▸ Brief
Give these lines again with every "green foliage" replaced by "green leaves", changing nothing else, and leave the pictures out.
-- start of Provided material --
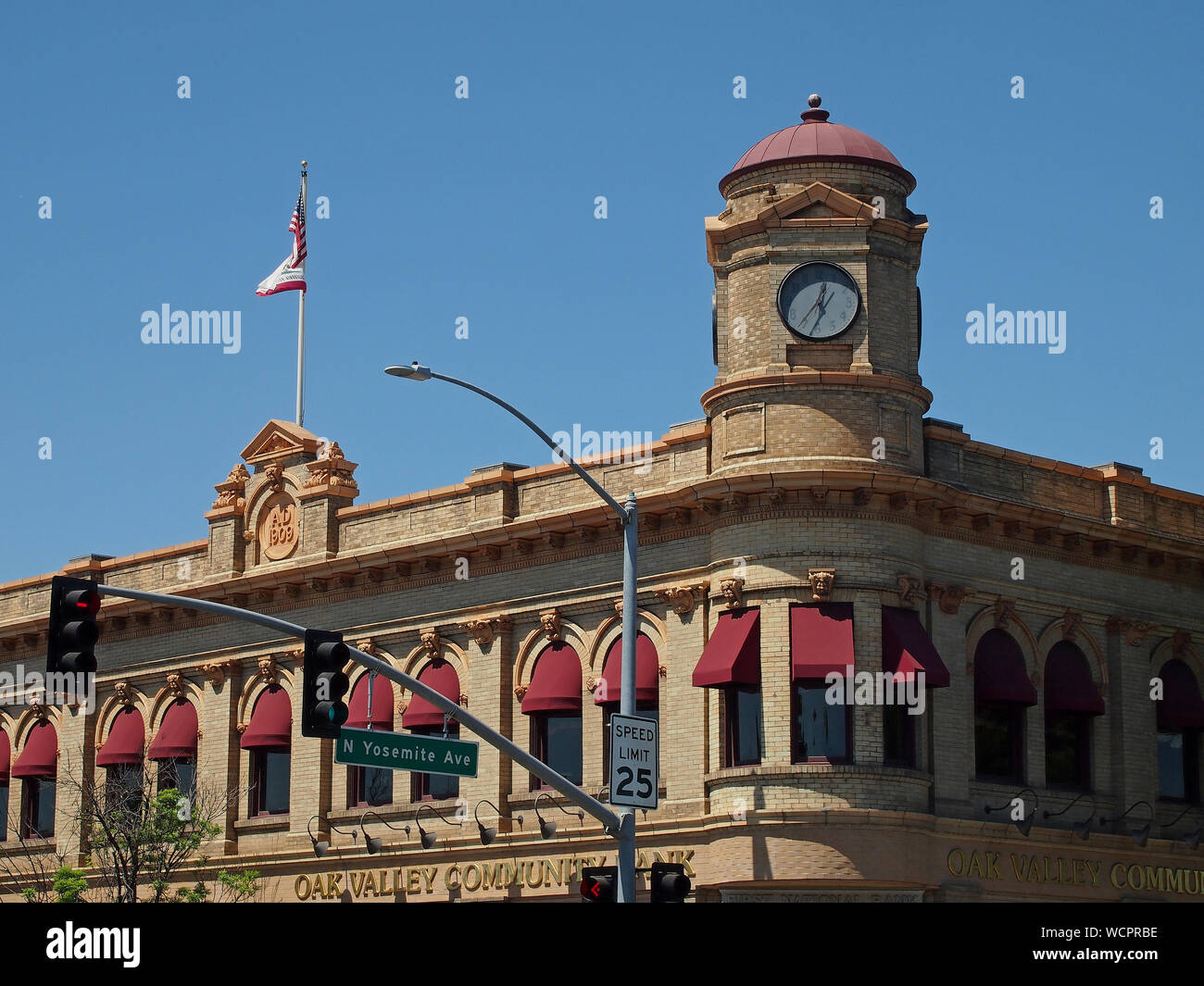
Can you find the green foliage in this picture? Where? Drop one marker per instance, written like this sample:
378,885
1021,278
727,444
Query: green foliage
69,885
-- end of Provided material --
▸ Task output
Can you find the green leaves in this picture? Where? Drop one marker per instance, written like this sample:
378,885
1021,278
727,444
Query: green leaves
69,885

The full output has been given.